* **Instructions to follow**: Rewrite every line of the data below as a Markdown table with the columns Row and Data line, numbering the rows in order and leaving out blank lines.

* **Materials provided**:
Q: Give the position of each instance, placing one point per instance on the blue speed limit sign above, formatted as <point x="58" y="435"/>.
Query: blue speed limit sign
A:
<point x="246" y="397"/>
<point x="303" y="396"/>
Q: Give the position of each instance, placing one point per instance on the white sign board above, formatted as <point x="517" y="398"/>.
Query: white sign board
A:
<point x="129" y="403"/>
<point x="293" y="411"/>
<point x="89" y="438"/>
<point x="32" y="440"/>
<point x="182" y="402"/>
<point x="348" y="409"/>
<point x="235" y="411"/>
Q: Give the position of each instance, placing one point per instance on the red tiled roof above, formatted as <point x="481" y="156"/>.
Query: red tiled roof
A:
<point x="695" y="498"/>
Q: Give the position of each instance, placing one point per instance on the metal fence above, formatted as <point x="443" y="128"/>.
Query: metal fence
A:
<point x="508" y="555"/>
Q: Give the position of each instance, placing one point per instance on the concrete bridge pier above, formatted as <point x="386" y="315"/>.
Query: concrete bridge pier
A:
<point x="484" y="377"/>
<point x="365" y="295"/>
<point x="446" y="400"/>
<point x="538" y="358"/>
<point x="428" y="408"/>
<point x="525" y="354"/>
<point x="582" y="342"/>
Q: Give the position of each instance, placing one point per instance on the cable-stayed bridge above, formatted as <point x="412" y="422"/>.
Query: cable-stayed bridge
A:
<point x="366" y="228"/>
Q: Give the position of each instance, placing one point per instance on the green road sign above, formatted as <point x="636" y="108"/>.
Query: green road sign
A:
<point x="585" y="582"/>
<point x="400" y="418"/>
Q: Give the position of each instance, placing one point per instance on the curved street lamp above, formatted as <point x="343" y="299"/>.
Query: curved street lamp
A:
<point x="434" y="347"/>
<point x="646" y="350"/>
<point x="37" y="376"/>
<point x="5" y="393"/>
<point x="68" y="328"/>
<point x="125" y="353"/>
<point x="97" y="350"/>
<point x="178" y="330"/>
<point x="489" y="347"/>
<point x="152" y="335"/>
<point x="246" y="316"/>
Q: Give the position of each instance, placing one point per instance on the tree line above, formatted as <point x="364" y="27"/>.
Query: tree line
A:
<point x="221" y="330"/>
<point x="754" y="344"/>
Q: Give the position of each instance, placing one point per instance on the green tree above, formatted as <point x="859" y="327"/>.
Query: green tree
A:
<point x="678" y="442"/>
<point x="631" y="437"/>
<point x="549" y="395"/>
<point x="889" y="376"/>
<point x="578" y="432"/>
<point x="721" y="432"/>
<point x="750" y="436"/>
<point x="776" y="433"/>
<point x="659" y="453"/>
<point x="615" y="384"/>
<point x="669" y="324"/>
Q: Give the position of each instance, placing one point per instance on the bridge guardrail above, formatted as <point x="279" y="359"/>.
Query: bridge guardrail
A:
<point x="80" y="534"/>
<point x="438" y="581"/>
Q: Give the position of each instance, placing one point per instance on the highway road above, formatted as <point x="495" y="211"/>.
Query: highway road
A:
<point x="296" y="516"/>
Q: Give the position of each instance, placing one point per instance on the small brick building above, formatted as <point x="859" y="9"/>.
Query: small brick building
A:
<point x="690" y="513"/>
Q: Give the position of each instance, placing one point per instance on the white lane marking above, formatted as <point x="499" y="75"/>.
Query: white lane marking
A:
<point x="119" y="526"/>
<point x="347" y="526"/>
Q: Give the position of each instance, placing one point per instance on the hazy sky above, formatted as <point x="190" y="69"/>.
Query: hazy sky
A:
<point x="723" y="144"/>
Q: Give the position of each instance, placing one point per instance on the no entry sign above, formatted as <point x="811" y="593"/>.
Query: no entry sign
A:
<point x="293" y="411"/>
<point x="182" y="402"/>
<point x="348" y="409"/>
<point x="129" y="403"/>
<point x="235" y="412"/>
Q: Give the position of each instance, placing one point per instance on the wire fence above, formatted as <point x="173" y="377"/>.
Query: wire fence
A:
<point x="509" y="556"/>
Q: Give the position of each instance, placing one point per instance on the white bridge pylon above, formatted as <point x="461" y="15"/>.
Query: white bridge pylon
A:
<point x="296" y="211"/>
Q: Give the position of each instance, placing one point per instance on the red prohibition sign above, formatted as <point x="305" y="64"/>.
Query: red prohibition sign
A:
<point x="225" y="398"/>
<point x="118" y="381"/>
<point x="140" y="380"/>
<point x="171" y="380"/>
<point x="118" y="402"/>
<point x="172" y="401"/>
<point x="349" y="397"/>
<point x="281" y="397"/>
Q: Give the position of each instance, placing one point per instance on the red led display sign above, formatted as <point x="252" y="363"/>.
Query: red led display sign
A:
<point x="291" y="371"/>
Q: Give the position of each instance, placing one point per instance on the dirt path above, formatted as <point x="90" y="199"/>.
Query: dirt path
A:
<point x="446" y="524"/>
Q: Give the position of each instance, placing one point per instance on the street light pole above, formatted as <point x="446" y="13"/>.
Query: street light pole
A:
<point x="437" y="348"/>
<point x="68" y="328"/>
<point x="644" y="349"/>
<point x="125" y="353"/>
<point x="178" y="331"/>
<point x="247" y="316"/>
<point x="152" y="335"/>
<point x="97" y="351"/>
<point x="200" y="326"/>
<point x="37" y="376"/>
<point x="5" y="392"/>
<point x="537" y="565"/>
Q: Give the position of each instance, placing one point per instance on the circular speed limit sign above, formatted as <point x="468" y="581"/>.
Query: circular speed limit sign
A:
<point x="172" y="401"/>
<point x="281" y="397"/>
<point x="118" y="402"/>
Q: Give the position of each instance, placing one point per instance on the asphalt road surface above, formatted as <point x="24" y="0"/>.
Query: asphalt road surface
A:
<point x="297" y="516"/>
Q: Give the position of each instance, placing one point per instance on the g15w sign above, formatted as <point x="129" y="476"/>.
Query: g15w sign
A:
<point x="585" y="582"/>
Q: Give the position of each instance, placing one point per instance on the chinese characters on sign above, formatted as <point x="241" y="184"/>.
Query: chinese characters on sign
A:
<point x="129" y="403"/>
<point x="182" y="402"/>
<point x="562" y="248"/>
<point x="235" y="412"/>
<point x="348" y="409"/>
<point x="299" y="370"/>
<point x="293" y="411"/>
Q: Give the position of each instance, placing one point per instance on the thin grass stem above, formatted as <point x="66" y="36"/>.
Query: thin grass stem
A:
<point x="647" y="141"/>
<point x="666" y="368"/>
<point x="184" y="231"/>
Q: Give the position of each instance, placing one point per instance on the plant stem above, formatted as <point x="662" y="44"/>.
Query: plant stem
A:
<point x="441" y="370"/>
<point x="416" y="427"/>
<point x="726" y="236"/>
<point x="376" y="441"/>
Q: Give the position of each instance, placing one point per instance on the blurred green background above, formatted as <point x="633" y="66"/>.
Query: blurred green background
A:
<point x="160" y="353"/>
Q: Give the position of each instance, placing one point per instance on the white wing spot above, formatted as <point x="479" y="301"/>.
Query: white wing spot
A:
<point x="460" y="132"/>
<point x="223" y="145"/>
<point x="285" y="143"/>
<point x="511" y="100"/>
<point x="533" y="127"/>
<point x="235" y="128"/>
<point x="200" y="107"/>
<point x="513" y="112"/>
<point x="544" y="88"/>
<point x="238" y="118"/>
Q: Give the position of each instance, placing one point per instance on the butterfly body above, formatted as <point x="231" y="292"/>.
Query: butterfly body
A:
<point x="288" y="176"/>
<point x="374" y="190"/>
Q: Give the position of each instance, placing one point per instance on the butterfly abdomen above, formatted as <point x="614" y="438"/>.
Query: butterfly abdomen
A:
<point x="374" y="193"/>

* **Output for this exercise**:
| Row | Data line |
|---|---|
| 1 | Q: Give the position of each instance, placing one point per instance on the blue speed limit sign above, formatted as <point x="58" y="435"/>. |
| 2 | Query: blue speed limit sign |
| 3 | A: |
| 4 | <point x="246" y="397"/> |
| 5 | <point x="303" y="396"/> |
| 6 | Q: Give the position of each instance, placing one point per instance on the white sign board above, formatted as <point x="517" y="398"/>. |
| 7 | Query: white sign board |
| 8 | A: |
| 9 | <point x="129" y="403"/> |
| 10 | <point x="293" y="411"/> |
| 11 | <point x="89" y="438"/> |
| 12 | <point x="32" y="440"/> |
| 13 | <point x="182" y="402"/> |
| 14 | <point x="348" y="409"/> |
| 15 | <point x="235" y="411"/> |
| 16 | Q: Give the position of each instance, placing one point per instance on the red tiled roof above, formatted as <point x="481" y="156"/>. |
| 17 | Query: red tiled roof |
| 18 | A: |
| 19 | <point x="695" y="498"/> |
| 20 | Q: Give the position of each instance, placing one point per instance on the metal fence above, formatted as <point x="443" y="128"/>. |
| 21 | Query: metal fence |
| 22 | A: |
| 23 | <point x="508" y="555"/> |
| 24 | Q: Give the position of each instance, placing one point per instance on the concrete bridge pier above, formatted as <point x="386" y="315"/>. |
| 25 | Query: concrete bridge pier |
| 26 | A: |
| 27 | <point x="484" y="377"/> |
| 28 | <point x="365" y="295"/> |
| 29 | <point x="446" y="400"/> |
| 30 | <point x="538" y="358"/> |
| 31 | <point x="428" y="408"/> |
| 32 | <point x="525" y="354"/> |
| 33 | <point x="582" y="342"/> |
| 34 | Q: Give the position of each instance, placing one point per instance on the cable-stayed bridge above, formatted as <point x="412" y="422"/>. |
| 35 | Query: cable-stayed bridge |
| 36 | A: |
| 37 | <point x="366" y="228"/> |
| 38 | Q: Give the position of each instance, placing one point per instance on the green road sign above, formatted as <point x="636" y="108"/>. |
| 39 | Query: green road sign |
| 40 | A: |
| 41 | <point x="585" y="582"/> |
| 42 | <point x="400" y="418"/> |
| 43 | Q: Give the position of each instance, placing one point per instance on the curved street lamp above, formatted as <point x="343" y="299"/>. |
| 44 | Query: curved street lamp |
| 45 | A: |
| 46 | <point x="434" y="347"/> |
| 47 | <point x="646" y="350"/> |
| 48 | <point x="37" y="376"/> |
| 49 | <point x="5" y="393"/> |
| 50 | <point x="68" y="328"/> |
| 51 | <point x="125" y="353"/> |
| 52 | <point x="97" y="350"/> |
| 53 | <point x="178" y="330"/> |
| 54 | <point x="489" y="347"/> |
| 55 | <point x="152" y="335"/> |
| 56 | <point x="246" y="316"/> |
| 57 | Q: Give the position of each instance, placing one point per instance on the tree line above, formatted as <point x="364" y="27"/>. |
| 58 | Query: tree line |
| 59 | A: |
| 60 | <point x="221" y="330"/> |
| 61 | <point x="754" y="344"/> |
| 62 | Q: Give the position of each instance, placing one point per instance on the green tree above, formatted as <point x="859" y="327"/>. |
| 63 | Query: green tree |
| 64 | A: |
| 65 | <point x="678" y="442"/> |
| 66 | <point x="631" y="437"/> |
| 67 | <point x="549" y="395"/> |
| 68 | <point x="889" y="376"/> |
| 69 | <point x="578" y="432"/> |
| 70 | <point x="721" y="432"/> |
| 71 | <point x="750" y="436"/> |
| 72 | <point x="776" y="433"/> |
| 73 | <point x="659" y="453"/> |
| 74 | <point x="615" y="384"/> |
| 75 | <point x="669" y="324"/> |
| 76 | Q: Give the position of each instance, placing one point per instance on the bridge guardrail above, formatted as <point x="279" y="359"/>. |
| 77 | Query: bridge guardrail |
| 78 | A: |
| 79 | <point x="80" y="534"/> |
| 80 | <point x="438" y="581"/> |
| 81 | Q: Give the position of each instance, placing one point per instance on the highway road above, formatted as <point x="495" y="211"/>. |
| 82 | Query: highway road |
| 83 | A: |
| 84 | <point x="296" y="516"/> |
| 85 | Q: Give the position of each instance, placing one point per instance on the small brick building above, formatted as <point x="859" y="9"/>. |
| 86 | Query: small brick building |
| 87 | A: |
| 88 | <point x="690" y="513"/> |
| 89 | Q: Give the position of each instance, placing one point per instance on the white lane marking above, formatted as <point x="499" y="75"/>. |
| 90 | Query: white lane marking |
| 91 | A: |
| 92 | <point x="119" y="526"/> |
| 93 | <point x="347" y="526"/> |
| 94 | Q: Give the position of each instance, placing one point per instance on the hazy sky above, formatted as <point x="190" y="69"/>. |
| 95 | Query: hazy sky |
| 96 | A: |
| 97 | <point x="723" y="144"/> |
| 98 | Q: Give the position of each instance, placing one point per instance on the no entry sign above, formatted as <point x="811" y="593"/>. |
| 99 | Query: no entry sign |
| 100 | A: |
| 101 | <point x="293" y="411"/> |
| 102 | <point x="182" y="402"/> |
| 103 | <point x="348" y="409"/> |
| 104 | <point x="129" y="403"/> |
| 105 | <point x="235" y="412"/> |
| 106 | Q: Give the position of each instance, placing one point per instance on the wire fence above, formatted as <point x="173" y="377"/>. |
| 107 | Query: wire fence |
| 108 | A: |
| 109 | <point x="509" y="556"/> |
| 110 | Q: Give the position of each instance, placing one point per instance on the white bridge pylon above, formatted as <point x="461" y="15"/>. |
| 111 | Query: white bridge pylon |
| 112 | A: |
| 113 | <point x="296" y="211"/> |
| 114 | Q: Give the position of each instance, placing one point per instance on the red prohibition sign above, formatted as <point x="305" y="64"/>. |
| 115 | Query: red prohibition sign |
| 116 | A: |
| 117 | <point x="225" y="398"/> |
| 118 | <point x="118" y="381"/> |
| 119 | <point x="140" y="380"/> |
| 120 | <point x="171" y="380"/> |
| 121 | <point x="118" y="402"/> |
| 122 | <point x="172" y="401"/> |
| 123 | <point x="349" y="397"/> |
| 124 | <point x="281" y="397"/> |
| 125 | Q: Give the position of each instance, placing one point per instance on the red led display sign above, formatted as <point x="252" y="363"/>. |
| 126 | Query: red led display sign |
| 127 | A: |
| 128 | <point x="291" y="371"/> |
| 129 | Q: Give the position of each instance, placing one point per instance on the dirt path above, formatted as <point x="90" y="199"/>. |
| 130 | Query: dirt path |
| 131 | A: |
| 132 | <point x="446" y="524"/> |
| 133 | Q: Give the position of each instance, placing one point per instance on the street light pole above, formatted as <point x="446" y="13"/>. |
| 134 | Query: street light pole |
| 135 | A: |
| 136 | <point x="437" y="348"/> |
| 137 | <point x="68" y="328"/> |
| 138 | <point x="644" y="349"/> |
| 139 | <point x="125" y="353"/> |
| 140 | <point x="178" y="331"/> |
| 141 | <point x="247" y="316"/> |
| 142 | <point x="152" y="335"/> |
| 143 | <point x="97" y="351"/> |
| 144 | <point x="200" y="326"/> |
| 145 | <point x="37" y="376"/> |
| 146 | <point x="5" y="392"/> |
| 147 | <point x="537" y="565"/> |
| 148 | Q: Give the position of each instance, placing one point per instance on the circular speed limit sign above, formatted as <point x="468" y="581"/>. |
| 149 | Query: circular speed limit sign |
| 150 | A: |
| 151 | <point x="172" y="401"/> |
| 152 | <point x="281" y="397"/> |
| 153 | <point x="118" y="402"/> |
| 154 | Q: Give the position of each instance, placing one point per instance on the asphalt road surface above, formatted as <point x="24" y="0"/>. |
| 155 | Query: asphalt road surface |
| 156 | A: |
| 157 | <point x="297" y="516"/> |
| 158 | Q: Give the position of each instance, placing one point per instance on the g15w sign above, formatted as <point x="129" y="476"/>. |
| 159 | Query: g15w sign |
| 160 | A: |
| 161 | <point x="585" y="582"/> |
| 162 | Q: Give the position of each instance, placing one point per instance on the chinese characters on sign above, formatted as <point x="241" y="184"/>. |
| 163 | Query: chinese characters on sign |
| 164 | A: |
| 165 | <point x="129" y="403"/> |
| 166 | <point x="182" y="402"/> |
| 167 | <point x="562" y="248"/> |
| 168 | <point x="235" y="412"/> |
| 169 | <point x="348" y="409"/> |
| 170 | <point x="299" y="370"/> |
| 171 | <point x="293" y="411"/> |
| 172 | Q: Give the position of each instance, placing one point per instance on the thin grass stem above, formatted as <point x="66" y="36"/>. |
| 173 | Query: thin grass stem |
| 174 | A: |
| 175 | <point x="647" y="141"/> |
| 176 | <point x="666" y="368"/> |
| 177 | <point x="184" y="231"/> |
| 178 | Q: Give the position of each instance, placing one point per instance on the plant stem above, formatted as <point x="662" y="44"/>. |
| 179 | Query: plant stem |
| 180 | A: |
| 181 | <point x="441" y="370"/> |
| 182 | <point x="416" y="427"/> |
| 183 | <point x="726" y="236"/> |
| 184 | <point x="376" y="441"/> |
| 185 | Q: Give the position of each instance, placing one point per instance on the blurred green background above, formatted as <point x="633" y="66"/>. |
| 186 | Query: blurred green background |
| 187 | A: |
| 188 | <point x="160" y="353"/> |
| 189 | Q: Give the position of each instance, placing one point per instance on the white wing spot above, formatted as <point x="479" y="301"/>. |
| 190 | Query: white wing spot |
| 191 | A: |
| 192 | <point x="460" y="132"/> |
| 193 | <point x="223" y="145"/> |
| 194 | <point x="285" y="143"/> |
| 195 | <point x="511" y="100"/> |
| 196 | <point x="533" y="127"/> |
| 197 | <point x="235" y="128"/> |
| 198 | <point x="200" y="107"/> |
| 199 | <point x="513" y="112"/> |
| 200 | <point x="544" y="88"/> |
| 201 | <point x="238" y="118"/> |
| 202 | Q: Give the position of each instance, placing one point per instance on the butterfly body above, formatted as <point x="231" y="292"/>. |
| 203 | Query: butterfly body |
| 204 | A: |
| 205 | <point x="288" y="176"/> |
| 206 | <point x="374" y="190"/> |
| 207 | Q: Give the position of each instance, placing one point per instance on the butterfly abdomen above, formatted as <point x="614" y="438"/>. |
| 208 | Query: butterfly abdomen |
| 209 | A: |
| 210 | <point x="374" y="193"/> |